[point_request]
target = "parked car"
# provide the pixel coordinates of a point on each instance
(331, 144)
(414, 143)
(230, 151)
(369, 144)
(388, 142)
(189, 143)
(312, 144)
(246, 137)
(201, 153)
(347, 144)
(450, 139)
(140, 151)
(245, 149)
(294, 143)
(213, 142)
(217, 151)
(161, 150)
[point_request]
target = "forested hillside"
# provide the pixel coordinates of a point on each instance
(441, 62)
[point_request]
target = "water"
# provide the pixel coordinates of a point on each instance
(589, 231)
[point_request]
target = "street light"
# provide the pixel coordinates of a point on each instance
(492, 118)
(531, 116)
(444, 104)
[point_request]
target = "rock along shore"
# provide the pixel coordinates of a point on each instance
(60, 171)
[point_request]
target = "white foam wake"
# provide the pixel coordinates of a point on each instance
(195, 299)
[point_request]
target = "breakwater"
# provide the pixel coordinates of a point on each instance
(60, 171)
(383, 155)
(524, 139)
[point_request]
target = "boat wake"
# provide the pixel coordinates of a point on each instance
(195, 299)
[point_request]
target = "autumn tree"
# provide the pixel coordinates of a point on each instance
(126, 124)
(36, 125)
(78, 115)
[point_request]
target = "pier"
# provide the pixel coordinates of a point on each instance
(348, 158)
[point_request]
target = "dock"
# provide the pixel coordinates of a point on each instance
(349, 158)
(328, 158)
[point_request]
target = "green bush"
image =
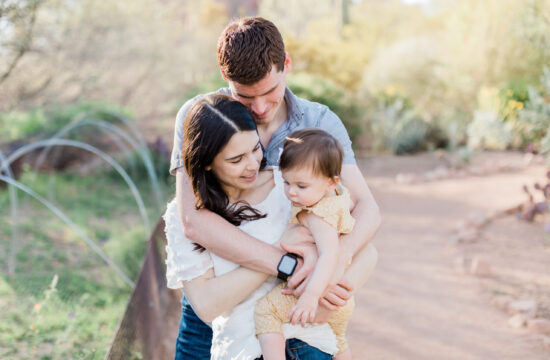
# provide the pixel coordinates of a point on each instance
(488, 131)
(41, 122)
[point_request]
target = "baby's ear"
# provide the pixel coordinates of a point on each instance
(333, 182)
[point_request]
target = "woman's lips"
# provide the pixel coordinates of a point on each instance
(250, 178)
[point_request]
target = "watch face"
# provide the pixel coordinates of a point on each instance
(287, 265)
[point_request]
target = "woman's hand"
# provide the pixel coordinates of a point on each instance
(308, 252)
(304, 310)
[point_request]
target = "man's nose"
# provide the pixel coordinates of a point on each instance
(258, 106)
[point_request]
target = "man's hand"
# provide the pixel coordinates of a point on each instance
(337, 295)
(322, 315)
(308, 252)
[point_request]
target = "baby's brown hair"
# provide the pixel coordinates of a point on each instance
(313, 147)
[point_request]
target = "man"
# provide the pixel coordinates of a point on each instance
(254, 63)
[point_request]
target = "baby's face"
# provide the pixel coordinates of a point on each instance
(303, 188)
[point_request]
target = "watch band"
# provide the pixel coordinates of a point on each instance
(284, 276)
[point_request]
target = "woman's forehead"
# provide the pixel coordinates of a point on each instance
(240, 143)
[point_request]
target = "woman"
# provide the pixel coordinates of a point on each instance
(223, 158)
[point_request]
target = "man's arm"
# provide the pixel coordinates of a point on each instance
(365, 212)
(219, 236)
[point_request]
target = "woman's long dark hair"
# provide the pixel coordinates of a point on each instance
(208, 127)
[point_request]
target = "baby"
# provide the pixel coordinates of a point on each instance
(310, 163)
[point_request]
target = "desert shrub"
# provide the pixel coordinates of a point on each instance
(488, 131)
(396, 127)
(534, 117)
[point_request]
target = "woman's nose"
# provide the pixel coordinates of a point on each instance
(252, 162)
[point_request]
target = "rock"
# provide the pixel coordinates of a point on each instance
(441, 172)
(525, 307)
(502, 302)
(539, 326)
(407, 178)
(459, 264)
(517, 321)
(480, 267)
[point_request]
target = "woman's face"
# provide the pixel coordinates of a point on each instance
(236, 166)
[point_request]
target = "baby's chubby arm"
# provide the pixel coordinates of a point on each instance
(326, 239)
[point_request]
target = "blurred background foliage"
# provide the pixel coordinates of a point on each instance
(469, 71)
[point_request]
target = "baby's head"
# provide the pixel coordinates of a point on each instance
(310, 163)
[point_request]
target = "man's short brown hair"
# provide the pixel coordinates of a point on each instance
(248, 48)
(314, 148)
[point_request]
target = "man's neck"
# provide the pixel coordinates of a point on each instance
(266, 131)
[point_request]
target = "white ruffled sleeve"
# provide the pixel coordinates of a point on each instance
(182, 261)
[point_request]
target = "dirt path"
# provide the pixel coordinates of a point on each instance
(416, 306)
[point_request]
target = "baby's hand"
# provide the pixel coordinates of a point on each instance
(304, 311)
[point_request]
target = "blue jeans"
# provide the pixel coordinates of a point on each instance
(195, 339)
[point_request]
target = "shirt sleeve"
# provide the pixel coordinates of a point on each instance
(183, 262)
(331, 123)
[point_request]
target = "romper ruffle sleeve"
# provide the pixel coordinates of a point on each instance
(183, 263)
(335, 210)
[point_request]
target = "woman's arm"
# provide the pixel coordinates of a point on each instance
(211, 296)
(326, 239)
(219, 236)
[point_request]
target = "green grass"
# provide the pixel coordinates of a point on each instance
(75, 315)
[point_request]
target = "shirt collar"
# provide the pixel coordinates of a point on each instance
(294, 108)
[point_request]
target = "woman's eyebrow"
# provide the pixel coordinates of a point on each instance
(236, 156)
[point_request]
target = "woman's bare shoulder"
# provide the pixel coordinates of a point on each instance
(265, 177)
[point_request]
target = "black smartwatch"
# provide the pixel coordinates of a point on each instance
(287, 265)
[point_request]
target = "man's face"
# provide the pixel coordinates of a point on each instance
(264, 98)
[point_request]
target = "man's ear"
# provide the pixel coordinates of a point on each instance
(288, 62)
(223, 75)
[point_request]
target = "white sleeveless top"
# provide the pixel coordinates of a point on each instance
(233, 332)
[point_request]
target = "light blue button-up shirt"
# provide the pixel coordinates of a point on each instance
(301, 114)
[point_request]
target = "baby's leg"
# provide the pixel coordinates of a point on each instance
(270, 314)
(338, 323)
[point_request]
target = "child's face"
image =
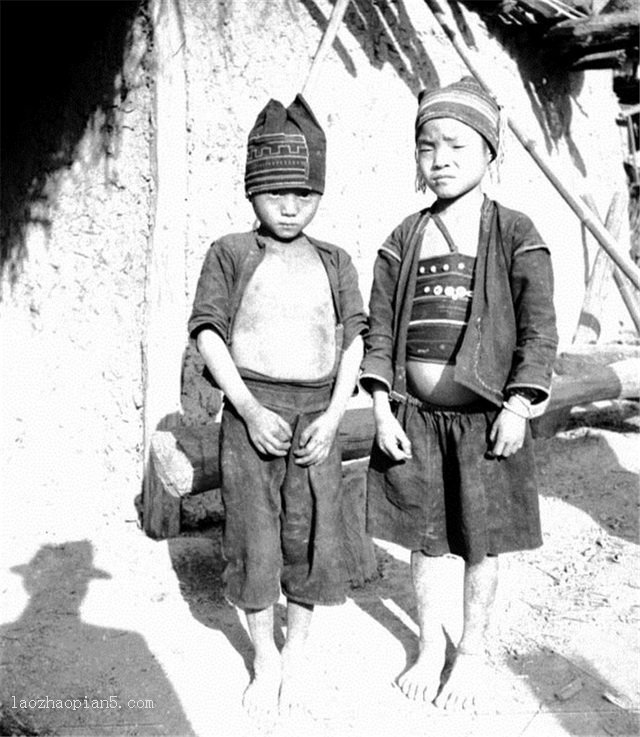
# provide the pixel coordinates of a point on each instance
(285, 213)
(452, 157)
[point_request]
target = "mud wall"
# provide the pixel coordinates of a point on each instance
(72, 299)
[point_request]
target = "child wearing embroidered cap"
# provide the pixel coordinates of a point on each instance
(278, 318)
(458, 356)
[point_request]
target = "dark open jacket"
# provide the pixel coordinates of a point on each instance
(511, 338)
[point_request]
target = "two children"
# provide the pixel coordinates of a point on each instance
(278, 319)
(459, 355)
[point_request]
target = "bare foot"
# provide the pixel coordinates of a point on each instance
(294, 689)
(467, 687)
(260, 699)
(422, 681)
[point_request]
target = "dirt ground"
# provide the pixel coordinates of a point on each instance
(109, 633)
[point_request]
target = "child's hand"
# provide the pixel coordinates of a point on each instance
(507, 433)
(392, 439)
(268, 431)
(316, 440)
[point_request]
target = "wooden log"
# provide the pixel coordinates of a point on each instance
(617, 380)
(184, 493)
(614, 30)
(183, 462)
(590, 221)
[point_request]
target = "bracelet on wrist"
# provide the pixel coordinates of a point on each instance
(522, 400)
(516, 411)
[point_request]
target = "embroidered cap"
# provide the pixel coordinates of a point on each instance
(286, 150)
(467, 102)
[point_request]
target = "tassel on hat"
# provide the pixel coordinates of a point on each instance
(286, 150)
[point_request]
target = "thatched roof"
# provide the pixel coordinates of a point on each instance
(578, 36)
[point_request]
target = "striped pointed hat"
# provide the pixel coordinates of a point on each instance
(286, 150)
(467, 102)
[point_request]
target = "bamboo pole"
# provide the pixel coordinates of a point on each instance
(587, 218)
(337, 14)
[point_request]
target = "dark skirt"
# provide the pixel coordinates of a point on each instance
(452, 496)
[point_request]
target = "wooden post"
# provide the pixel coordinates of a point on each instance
(165, 292)
(588, 330)
(326, 41)
(590, 222)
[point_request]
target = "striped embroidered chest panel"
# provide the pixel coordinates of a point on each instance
(441, 308)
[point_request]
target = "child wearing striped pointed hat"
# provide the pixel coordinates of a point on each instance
(278, 318)
(458, 358)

- Your objective
Pictures are not part of the copy. Restate everything else in the listing word for word.

- Written response
[point_request]
target = "parked car"
# provide the pixel coordinates of a point on each instance
(331, 144)
(414, 143)
(230, 151)
(369, 144)
(388, 142)
(189, 143)
(312, 144)
(246, 137)
(201, 153)
(347, 144)
(450, 139)
(140, 151)
(245, 149)
(294, 143)
(213, 142)
(217, 151)
(161, 150)
[point_request]
target = "forested hillside"
# provide the pixel coordinates of a point on each instance
(441, 62)
[point_request]
target = "water"
# provide the pixel coordinates of a point on each instance
(589, 231)
[point_request]
target = "street light"
# provide the pixel coordinates of a point on each instance
(492, 118)
(531, 116)
(444, 104)
[point_request]
target = "rock along shore"
# provide the pixel coordinates of a point on each instance
(60, 171)
[point_request]
target = "white foam wake"
# provide the pixel coordinates of a point on each instance
(195, 299)
[point_request]
target = "breakwater"
# provide the pixel coordinates of a point on each instance
(60, 171)
(383, 155)
(524, 139)
[point_request]
target = "boat wake"
# provide the pixel coordinates of a point on each instance
(195, 299)
[point_request]
target = "autumn tree"
# provide the pixel coordinates of a point on each instance
(126, 124)
(36, 125)
(78, 115)
[point_request]
target = "pier"
# provide the pixel coordinates of a point on each instance
(348, 158)
[point_request]
target = "dock"
# provide the pixel coordinates of a point on each instance
(349, 158)
(328, 158)
[point_request]
target = "green bush"
image =
# provide the pixel coordinates of a point on each instance
(488, 131)
(41, 122)
[point_request]
target = "baby's ear"
# provide the pixel coordinates of a point on each instance
(333, 182)
[point_request]
target = "woman's lips"
# provide the pixel coordinates of a point on each instance
(250, 178)
[point_request]
target = "watch face"
# provide the pixel coordinates of a point on each instance
(287, 265)
[point_request]
target = "woman's hand"
# provide the pixel coordinates of a point on each instance
(308, 252)
(304, 310)
[point_request]
target = "man's nose"
# provide the pixel coordinates of a point on each instance
(258, 106)
[point_request]
target = "man's hand"
# provide the pixel coordinates of a point on each instance
(337, 295)
(322, 315)
(308, 252)
[point_request]
target = "baby's brown hair"
# provide the pixel coordinates of a point on each instance
(313, 147)
[point_request]
target = "man"
# provide the pixel coordinates of a point on each instance
(254, 63)
[point_request]
target = "baby's face"
# provide the pixel coordinates of a point on each instance
(303, 188)
[point_request]
target = "watch band"
# provide the pixel coordinates of a point on each instance
(284, 276)
[point_request]
target = "woman's forehead"
# provide the pixel coordinates of a point on each instance
(240, 143)
[point_request]
target = "woman"
# provide the pixel coordinates of a point on each instance
(223, 158)
[point_request]
target = "man's arm"
# provide the pixel coordinates of a point on each instance
(365, 212)
(219, 236)
[point_request]
target = "woman's long dark hair"
# provide the pixel coordinates of a point on each instance
(208, 127)
[point_request]
target = "baby"
# provide the pixel coordinates of a point on each instance
(310, 163)
[point_request]
target = "desert shrub"
# provide the pixel coordinates of a point on each instance
(488, 131)
(396, 127)
(534, 117)
[point_request]
target = "woman's nose"
# provide the pixel coordinates of a point on each instance
(252, 162)
[point_request]
target = "rock"
# provide the pixel coordinates of a point on each instance
(441, 172)
(525, 307)
(502, 302)
(539, 326)
(407, 178)
(459, 264)
(517, 321)
(480, 267)
[point_request]
target = "woman's face"
# provide the pixel coordinates of a point on each instance
(236, 166)
[point_request]
target = "baby's chubby arm"
# provide the pixel coordinates of a point on each instance
(326, 239)
[point_request]
target = "blurred background foliage"
# provide the pixel coordinates of a point on each instance
(469, 71)
[point_request]
target = "baby's head"
# provide the pixel coordinates of a point on each instance
(310, 163)
[point_request]
target = "man's short brown hair"
# provide the pixel coordinates of a point on each instance
(248, 48)
(314, 148)
[point_request]
target = "man's neck"
# provide the pixel coordinates of a point on each instance
(266, 131)
[point_request]
target = "white ruffled sleeve"
# provide the pixel coordinates of a point on each instance
(182, 261)
[point_request]
target = "dirt path"
# provide the pixel coordinates of a point on each instance
(416, 306)
[point_request]
target = "baby's hand"
# provide the pixel coordinates of a point on each instance
(304, 311)
[point_request]
target = "blue jeans"
# provide the pixel coordinates of a point on each instance
(195, 339)
[point_request]
target = "shirt sleeve"
# provide the pixel coordinates of a point on each instance
(183, 262)
(331, 123)
[point_request]
target = "romper ruffle sleeve"
# provide the pixel coordinates of a point on each instance
(183, 263)
(335, 210)
[point_request]
target = "woman's arm"
# provide the pixel coordinates of a point on each instance
(211, 296)
(326, 239)
(219, 236)
[point_request]
target = "green grass"
# provide the pixel coordinates of a point on each instance
(75, 315)
[point_request]
target = "shirt collar"
# provide the pixel coordinates of a point on each instance
(294, 108)
[point_request]
target = "woman's eyebrow"
# provide the pixel coordinates of a point on each instance
(236, 156)
[point_request]
target = "woman's bare shoulder"
# provide the pixel coordinates of a point on each instance
(265, 177)
[point_request]
target = "black smartwatch"
# provide the pixel coordinates of a point on each instance
(287, 265)
[point_request]
target = "man's face"
# provide the pixel coordinates of a point on each instance
(264, 98)
[point_request]
target = "man's ear"
# provide the pixel coordinates of a point on each instance
(288, 62)
(223, 75)
[point_request]
target = "white sleeveless top"
# provide the pixel coordinates of a point on each instance
(233, 332)
[point_request]
target = "light blue button-up shirt"
# provide the pixel coordinates of a point on each instance
(301, 114)
[point_request]
target = "baby's leg"
# provide the pixel coordinates of a point on each instance
(270, 314)
(338, 323)
[point_request]
target = "child's face"
image =
# provide the pixel coordinates of a point on each instance
(285, 213)
(452, 157)
[point_request]
target = "mud wall"
# provide the pixel coordinates of a point on each instance
(72, 299)
[point_request]
target = "child wearing embroidered cap"
# provide the pixel coordinates of a point on each instance
(278, 318)
(458, 356)
[point_request]
target = "dark open jacket"
# provide the pixel coordinates of a point on each instance
(511, 338)
[point_request]
target = "two children"
# provide the pixel coordinates of a point on each instance
(278, 319)
(459, 355)
[point_request]
target = "bare foot"
# provide the pixel coordinates of a point on each instance
(294, 689)
(467, 687)
(260, 699)
(422, 681)
[point_request]
target = "dirt ground"
# provide the pixel coordinates of a point on each instance
(109, 633)
[point_request]
target = "child's hand"
# provide the pixel coordinates of a point on each instance
(507, 433)
(392, 439)
(268, 431)
(316, 440)
[point_request]
target = "wooden log"
# provide the pixel coordinates of a point on each instance
(617, 380)
(184, 493)
(614, 30)
(183, 462)
(590, 221)
[point_request]
target = "bracelet on wrist"
# provide the pixel coordinates of a point on each instance
(522, 400)
(516, 411)
[point_request]
target = "embroidered cap"
# provide the pixel coordinates of a point on each instance
(286, 150)
(467, 102)
[point_request]
target = "tassel on hat"
# provide the pixel coordinates of a point on each instance
(286, 150)
[point_request]
target = "thatched roof"
# provide the pixel coordinates of a point on each instance
(578, 36)
[point_request]
target = "striped pointed hat"
# provide the pixel coordinates of a point on each instance
(286, 150)
(467, 102)
[point_request]
target = "bamboo pole"
# provide the pixel coordinates of a point on each instance
(587, 218)
(337, 14)
[point_request]
target = "dark skirt"
# provide the pixel coordinates of a point on each instance
(452, 496)
[point_request]
target = "wooden post"
# provide the pixel coordinates of a point on each instance
(165, 292)
(588, 330)
(326, 41)
(590, 222)
[point_request]
target = "striped embroidered chest panel"
# provide the pixel coordinates of a point on each instance
(441, 308)
[point_request]
target = "child wearing striped pointed hat"
# provide the pixel coordinates of a point on each instance
(278, 318)
(458, 358)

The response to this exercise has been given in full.